WHAT TO WORK ON ->
Convert the data below into a Markdown table with the columns Row and Line, giving each nonblank line its own numbered row. Leave the pictures out of the table.

INPUT DATA ->
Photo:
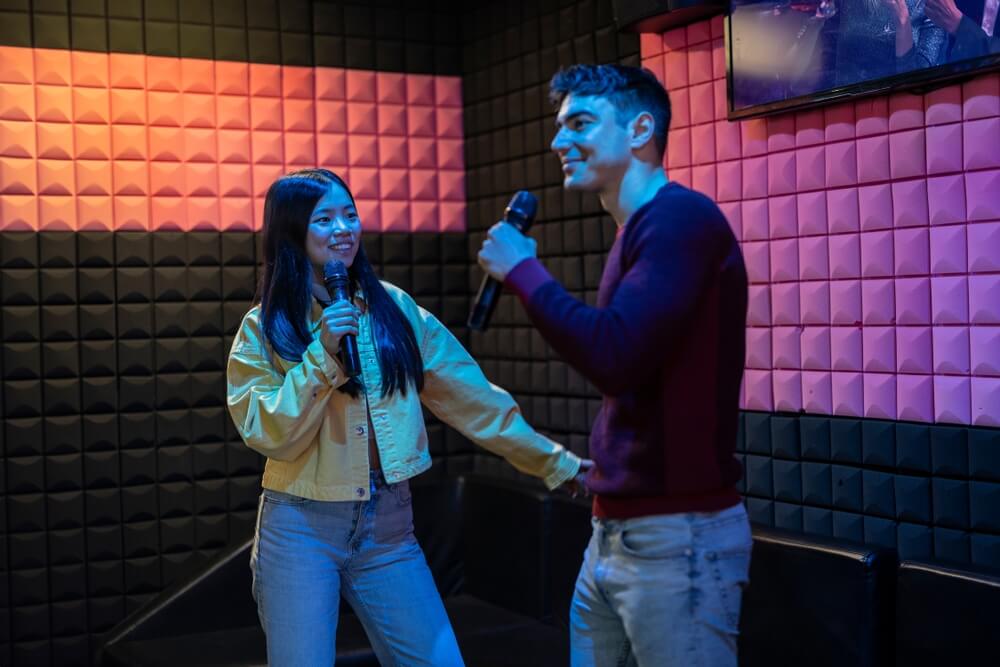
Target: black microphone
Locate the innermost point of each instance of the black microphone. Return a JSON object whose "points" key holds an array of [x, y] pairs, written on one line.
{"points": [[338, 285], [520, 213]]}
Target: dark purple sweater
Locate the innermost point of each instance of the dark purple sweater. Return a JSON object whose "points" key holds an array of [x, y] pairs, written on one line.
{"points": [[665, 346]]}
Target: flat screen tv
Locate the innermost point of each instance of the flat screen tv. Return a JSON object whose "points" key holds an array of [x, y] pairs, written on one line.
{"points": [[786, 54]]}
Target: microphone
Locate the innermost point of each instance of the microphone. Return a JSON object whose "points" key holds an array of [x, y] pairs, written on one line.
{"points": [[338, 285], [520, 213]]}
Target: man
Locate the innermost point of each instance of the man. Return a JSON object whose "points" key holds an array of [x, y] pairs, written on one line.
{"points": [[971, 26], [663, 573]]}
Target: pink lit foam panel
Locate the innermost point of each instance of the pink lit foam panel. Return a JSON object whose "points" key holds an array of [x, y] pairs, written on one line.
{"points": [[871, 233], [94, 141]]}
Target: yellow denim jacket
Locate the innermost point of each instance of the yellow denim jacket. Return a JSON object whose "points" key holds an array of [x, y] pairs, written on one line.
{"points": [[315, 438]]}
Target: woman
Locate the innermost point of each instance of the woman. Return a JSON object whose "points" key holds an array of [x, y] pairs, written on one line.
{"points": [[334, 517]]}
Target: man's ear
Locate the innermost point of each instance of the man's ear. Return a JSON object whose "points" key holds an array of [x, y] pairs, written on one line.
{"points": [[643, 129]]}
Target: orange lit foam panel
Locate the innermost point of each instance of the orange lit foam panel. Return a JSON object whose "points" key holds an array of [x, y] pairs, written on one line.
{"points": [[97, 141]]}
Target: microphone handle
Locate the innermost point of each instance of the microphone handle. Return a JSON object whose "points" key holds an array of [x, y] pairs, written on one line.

EXERCISE SOLUTION ->
| Row | Line |
|---|---|
| 1 | Photo: |
| 2 | Target: black microphone |
| 3 | Locate the innermost point of each instance of the black microphone. Return a JSON object whose "points" key holds an array of [x, y] pairs, written on one line. |
| 4 | {"points": [[338, 285], [520, 213]]} |
| 5 | Target: dark purple sweater |
| 6 | Locate the innermost point of each instance of the dark purple sweater. Return a JSON object whose "points" key holds an array of [x, y] pairs, written on one line. |
| 7 | {"points": [[665, 346]]} |
| 8 | Target: flat screen tv |
| 9 | Locate the innermost point of each instance of the flat screen tv. Return a JSON object whose "points" key holds an array of [x, y] pairs, written on one line. |
| 10 | {"points": [[786, 54]]} |
| 11 | Target: microphone |
| 12 | Locate the innermost point of each instance of the microphone. Return a JSON object whose "points" key holds an array of [x, y] pairs, written on one line. |
| 13 | {"points": [[338, 285], [520, 213]]} |
| 14 | Target: man |
| 15 | Locate the innermost point of each instance of the man. Return a JSON object whose "points" key holds an array of [x, y] pairs, written on one line. |
| 16 | {"points": [[971, 26], [663, 573]]} |
| 17 | Target: pink lit foam panel |
| 18 | Locate the innermost point of each instance of the pink lit foam panel. Return a JSON object whose "points" key holds an array of [x, y] pairs, written on one line. |
| 19 | {"points": [[871, 233], [94, 141]]} |
| 20 | Target: yellow denim jacket |
| 21 | Locate the innermost point of each instance of the yellow denim jacket. Return a JSON object whose "points" key holds an array of [x, y] pairs, written on one line. |
| 22 | {"points": [[315, 438]]} |
| 23 | Target: woman |
| 24 | Locate the innermost point of each instance of the woman. Return a JSON object whose "points" key holds an array of [x, y] pairs, written on one line. |
| 25 | {"points": [[334, 517]]} |
| 26 | Target: man's ear |
| 27 | Locate the innermost point of each instance of the man's ear. Return a JSON object whose "points" key holds an array of [x, y] pairs, written on one line. |
| 28 | {"points": [[643, 129]]} |
| 29 | Target: orange lit foam panel |
| 30 | Locate the innermost point of each instance of the orange lit foam panel. Return a JSON object whose "points" key holds an array of [x, y] pairs, written on one line. |
| 31 | {"points": [[97, 141]]} |
| 32 | Target: microphone handle |
| 33 | Locate the innermost point of each instance of the microphone handle. Return a JSON object whose "points" key holds an array of [x, y] pairs, written on one line. |